- Görev Tanımı: Türk Ticaret Kanunu değişikliğini anlatan belge alıntısını "29 Mayıs 2024" ile başlayıp "Madde 15) eklendi." dahil olmak üzere yeniden yazar mısınız? Yazarken "değişiklik yapıldı" yerine "düzenlemeye gidildi" koyun.

- Belge Alıntısı:
-.-.-
29 Mayıs 2024 tarih ve 32560 sayılı Resmî Gazete’de yayımlanan 7511 sayılı “Türk Ticaret Kanunu İle Bazı Kanunlarda Değişiklik Yapılmasına Dair Kanun” ile Türk Ticaret Kanununun;
- 366, 375 ve 392. maddelerinde değişiklik yapıldı,
- Geçici 7 nci maddesinin onbeşinci fıkrasına bir cümle eklendi,
- Yeni bir geçici madde (Geçici Madde 15) eklendi.
-.-.-
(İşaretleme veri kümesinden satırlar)

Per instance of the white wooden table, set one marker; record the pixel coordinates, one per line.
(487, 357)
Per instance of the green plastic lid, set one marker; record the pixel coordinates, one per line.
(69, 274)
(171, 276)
-.-.-
- Yazılı Yanıt:
29 Mayıs 2024 tarih ve 32560 sayılı Resmî Gazete’de yayımlanan 7511 sayılı “Türk Ticaret Kanunu İle Bazı Kanunlarda Değişiklik Yapılmasına Dair Kanun” ile Türk Ticaret Kanununun;
- 366, 375 ve 392. maddelerinde düzenlemeye gidildi,
- Geçici 7 nci maddesinin onbeşinci fıkrasına bir cümle eklendi,
- Yeni bir geçici madde (Geçici Madde 15) eklendi.